┌─ Entries supplied

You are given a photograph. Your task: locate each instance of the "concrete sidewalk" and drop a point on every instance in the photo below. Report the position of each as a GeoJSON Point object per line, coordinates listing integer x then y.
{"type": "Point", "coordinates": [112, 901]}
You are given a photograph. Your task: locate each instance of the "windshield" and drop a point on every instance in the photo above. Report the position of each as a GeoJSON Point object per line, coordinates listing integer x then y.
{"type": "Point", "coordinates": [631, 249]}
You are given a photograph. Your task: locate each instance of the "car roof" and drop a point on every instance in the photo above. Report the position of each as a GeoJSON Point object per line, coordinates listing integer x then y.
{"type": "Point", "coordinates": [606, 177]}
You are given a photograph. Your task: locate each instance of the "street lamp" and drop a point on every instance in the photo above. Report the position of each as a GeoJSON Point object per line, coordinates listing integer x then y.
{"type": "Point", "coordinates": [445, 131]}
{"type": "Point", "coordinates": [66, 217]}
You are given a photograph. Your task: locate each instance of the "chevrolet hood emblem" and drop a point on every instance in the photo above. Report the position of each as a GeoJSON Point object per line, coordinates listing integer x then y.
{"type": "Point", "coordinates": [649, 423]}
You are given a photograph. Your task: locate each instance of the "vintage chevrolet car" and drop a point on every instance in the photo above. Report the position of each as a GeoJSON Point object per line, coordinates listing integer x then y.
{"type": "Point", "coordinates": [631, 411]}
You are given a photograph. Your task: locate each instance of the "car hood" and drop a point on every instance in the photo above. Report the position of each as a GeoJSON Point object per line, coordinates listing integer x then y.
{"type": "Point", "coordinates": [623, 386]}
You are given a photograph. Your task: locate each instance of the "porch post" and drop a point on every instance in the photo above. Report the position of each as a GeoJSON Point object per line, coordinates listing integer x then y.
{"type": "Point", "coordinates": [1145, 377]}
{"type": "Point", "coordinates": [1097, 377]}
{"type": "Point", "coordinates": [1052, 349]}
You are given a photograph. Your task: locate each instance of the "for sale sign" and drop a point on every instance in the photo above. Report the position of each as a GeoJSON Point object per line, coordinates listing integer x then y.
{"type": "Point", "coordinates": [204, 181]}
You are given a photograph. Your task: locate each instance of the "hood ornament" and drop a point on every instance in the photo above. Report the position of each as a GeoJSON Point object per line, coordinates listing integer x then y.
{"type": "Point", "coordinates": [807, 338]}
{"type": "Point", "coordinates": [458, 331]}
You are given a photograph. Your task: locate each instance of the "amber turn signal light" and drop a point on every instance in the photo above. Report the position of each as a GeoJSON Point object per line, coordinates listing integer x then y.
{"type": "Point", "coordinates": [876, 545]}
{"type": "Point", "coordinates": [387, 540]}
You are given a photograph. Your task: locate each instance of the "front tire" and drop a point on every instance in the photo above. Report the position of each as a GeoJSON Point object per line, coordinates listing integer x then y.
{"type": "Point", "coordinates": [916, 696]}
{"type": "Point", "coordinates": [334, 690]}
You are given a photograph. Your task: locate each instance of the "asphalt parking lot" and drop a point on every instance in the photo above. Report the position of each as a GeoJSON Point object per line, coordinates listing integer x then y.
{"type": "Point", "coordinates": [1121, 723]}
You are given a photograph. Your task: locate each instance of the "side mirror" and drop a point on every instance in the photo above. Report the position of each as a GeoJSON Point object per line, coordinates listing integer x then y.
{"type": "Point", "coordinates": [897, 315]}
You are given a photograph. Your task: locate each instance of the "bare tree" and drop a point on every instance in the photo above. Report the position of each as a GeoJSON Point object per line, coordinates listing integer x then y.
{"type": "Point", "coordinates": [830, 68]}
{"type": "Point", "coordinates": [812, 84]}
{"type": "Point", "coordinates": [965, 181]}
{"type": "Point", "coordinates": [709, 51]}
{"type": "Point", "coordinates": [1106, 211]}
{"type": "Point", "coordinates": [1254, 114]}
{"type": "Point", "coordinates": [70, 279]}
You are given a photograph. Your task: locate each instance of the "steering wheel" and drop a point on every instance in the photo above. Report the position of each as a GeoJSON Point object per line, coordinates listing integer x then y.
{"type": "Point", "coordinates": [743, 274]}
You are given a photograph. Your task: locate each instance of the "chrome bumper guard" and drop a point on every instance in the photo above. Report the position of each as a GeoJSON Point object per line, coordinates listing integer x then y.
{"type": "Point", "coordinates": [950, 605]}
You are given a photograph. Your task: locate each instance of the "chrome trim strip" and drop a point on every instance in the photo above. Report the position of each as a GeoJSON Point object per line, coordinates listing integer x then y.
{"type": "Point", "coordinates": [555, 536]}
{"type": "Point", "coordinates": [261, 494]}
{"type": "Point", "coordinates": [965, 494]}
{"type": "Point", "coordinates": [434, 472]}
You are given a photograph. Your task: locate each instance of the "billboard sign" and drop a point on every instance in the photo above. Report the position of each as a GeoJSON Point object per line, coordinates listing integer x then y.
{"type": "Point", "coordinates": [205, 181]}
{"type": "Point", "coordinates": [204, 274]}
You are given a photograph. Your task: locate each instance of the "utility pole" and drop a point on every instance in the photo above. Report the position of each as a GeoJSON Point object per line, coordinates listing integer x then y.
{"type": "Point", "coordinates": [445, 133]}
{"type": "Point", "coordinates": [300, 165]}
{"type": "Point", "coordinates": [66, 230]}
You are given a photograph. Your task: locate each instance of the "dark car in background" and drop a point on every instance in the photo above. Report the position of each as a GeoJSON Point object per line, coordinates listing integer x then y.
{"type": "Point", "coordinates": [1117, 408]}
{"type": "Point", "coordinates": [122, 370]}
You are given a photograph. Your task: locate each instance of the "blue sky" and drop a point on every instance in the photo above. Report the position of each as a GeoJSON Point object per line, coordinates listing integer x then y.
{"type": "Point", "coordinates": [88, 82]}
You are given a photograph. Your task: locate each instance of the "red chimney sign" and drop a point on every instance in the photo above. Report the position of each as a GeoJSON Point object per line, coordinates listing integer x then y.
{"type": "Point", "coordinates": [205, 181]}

└─

● Written exercise:
Copy out each record from above, exactly.

● Finished exercise:
You are given a photograph. Your task: locate each instance of the "concrete sidewalk" and drop a point on every instance in the photo below. Report the position of each as a GeoJSON Point object per line, coordinates listing integer x then y.
{"type": "Point", "coordinates": [112, 901]}
You are given a photograph. Your task: locate each instance of the "windshield" and drop a point on every instance in the photo above. Report the position of each as a GeoJSON Point object per line, coordinates listing integer x then y.
{"type": "Point", "coordinates": [631, 249]}
You are given a photograph. Your task: locate each instance of the "car roof" and drop a point on every instance in the photo above. Report the position of each as a GeoJSON Point object per line, coordinates listing integer x then y.
{"type": "Point", "coordinates": [606, 177]}
You are given a photograph. Your task: locate each instance of the "street lamp" and drop a point on every instance in the photo above. Report the position of each as a GeoJSON Point object per line, coordinates listing integer x then y.
{"type": "Point", "coordinates": [445, 131]}
{"type": "Point", "coordinates": [66, 217]}
You are given a photograph. Your task: locate each instance of the "chevrolet hood emblem" and drop a point on every instance in the photo above. Report the position of each as a GeoJSON Point object per line, coordinates listing integer x then y.
{"type": "Point", "coordinates": [649, 423]}
You are given a photograph. Your task: locate each instance of the "vintage chevrolet car" and drop a point on every instance in the photo above. Report the position of each as a GeoJSON Point object per line, coordinates listing integer x then y.
{"type": "Point", "coordinates": [631, 411]}
You are given a photograph. Your task: locate each instance of the "car hood" and drop a point on every instance in the photo above. Report the position of each as a GeoJSON Point object per line, coordinates listing integer x then y.
{"type": "Point", "coordinates": [623, 386]}
You are given a photograph. Your task: locate each instance of the "porch post" and drop a point on every instance in the photo above. Report the position of each as a GeoJSON Point object per line, coordinates listing integer x then y.
{"type": "Point", "coordinates": [1145, 377]}
{"type": "Point", "coordinates": [1097, 377]}
{"type": "Point", "coordinates": [1052, 349]}
You are given a photograph. Your task: locate each instance of the "for sale sign" and drop a point on every instance in the photo above. Report the position of each as a GeoJSON Point object per line, coordinates listing integer x then y.
{"type": "Point", "coordinates": [204, 181]}
You are given a photograph. Your task: locate each instance of the "hood ornament" and drop a point on every instance in the photo above. Report the position of each as a GeoJSON Point object per line, coordinates listing integer x then y.
{"type": "Point", "coordinates": [807, 338]}
{"type": "Point", "coordinates": [458, 331]}
You are given a photograph. Your task: locate each instance of the "amber turn signal light" and drop a point on every instance in the photo above. Report the position of each as a GeoJSON Point object per line, coordinates listing integer x then y.
{"type": "Point", "coordinates": [876, 545]}
{"type": "Point", "coordinates": [387, 540]}
You are given a photograph. Your task: locate each instance of the "front tire" and drop a point on every instance in the photo above. Report the position of each as a GeoJSON Point object per line, coordinates listing integer x then y.
{"type": "Point", "coordinates": [916, 696]}
{"type": "Point", "coordinates": [334, 690]}
You are given a photograph. Your task: locate each instance of the "asphalt parking lot" and drop a point on every instance in the photo above. Report the position of each as a GeoJSON Point object per line, coordinates listing integer x then y.
{"type": "Point", "coordinates": [1121, 723]}
You are given a photograph. Your task: locate each instance of the "side mirror" and drop a point on every instance in the photo above. Report the position of each as a GeoJSON Point object per line, coordinates listing integer x then y.
{"type": "Point", "coordinates": [897, 315]}
You are given a photograph. Your task: locate each instance of the "bare tree" and drop a point on every instance in the photo above. Report the position of each as a GeoJSON Point object per line, coordinates listing integer x then y.
{"type": "Point", "coordinates": [830, 68]}
{"type": "Point", "coordinates": [812, 84]}
{"type": "Point", "coordinates": [965, 181]}
{"type": "Point", "coordinates": [709, 51]}
{"type": "Point", "coordinates": [1106, 211]}
{"type": "Point", "coordinates": [1254, 114]}
{"type": "Point", "coordinates": [70, 279]}
You are given a photograph. Your task: locate each instance of the "steering wheel" and drop a point on every instance in the photo above. Report the position of each as a GeoJSON Point object per line, coordinates listing integer x then y.
{"type": "Point", "coordinates": [743, 274]}
You are given a photograph. Your task: locate each instance of the "chrome bumper guard" and drop a point on every instance in the photo above. Report the position of each as a GeoJSON Point object per line, coordinates listing integer x then y.
{"type": "Point", "coordinates": [950, 605]}
You are given a photograph. Your task: locate each instance of the "chrome trim strip" and drop a point on every instance in the photo above. Report the position of each as a GeoJSON Point object per line, coordinates listing integer x then y.
{"type": "Point", "coordinates": [555, 536]}
{"type": "Point", "coordinates": [261, 494]}
{"type": "Point", "coordinates": [965, 494]}
{"type": "Point", "coordinates": [434, 472]}
You are given a photograph. Your task: locate each instance of the "billboard sign" and drop a point on every instance in the photo above. Report the position of each as a GeoJSON Point object per line, coordinates listing integer x then y.
{"type": "Point", "coordinates": [205, 181]}
{"type": "Point", "coordinates": [204, 274]}
You are given a photograph. Your task: locate each instance of the "utility pole" and drop a point on every instance in the photo above. Report the position of each as a GeoJSON Point object per line, coordinates listing integer x then y.
{"type": "Point", "coordinates": [445, 133]}
{"type": "Point", "coordinates": [300, 165]}
{"type": "Point", "coordinates": [66, 230]}
You are given a photograph. Your task: locate each instance of the "dark car in background" and drop a point on every instance in the photo above. Report the position of each as a GeoJSON Point object per line, coordinates listing integer x then y.
{"type": "Point", "coordinates": [1117, 408]}
{"type": "Point", "coordinates": [122, 370]}
You are given a photograph. Your task: locate each instance of the "blue sky" and drop a point on every instance in the photo above. Report the position of each as a GeoJSON Point object per line, coordinates listing integer x then y.
{"type": "Point", "coordinates": [88, 82]}
You are given a photograph. Your task: locate each instance of the "red chimney sign" and drop a point on every instance in the photo above. Report the position of each as a GeoJSON Point object per line, coordinates listing integer x then y.
{"type": "Point", "coordinates": [205, 181]}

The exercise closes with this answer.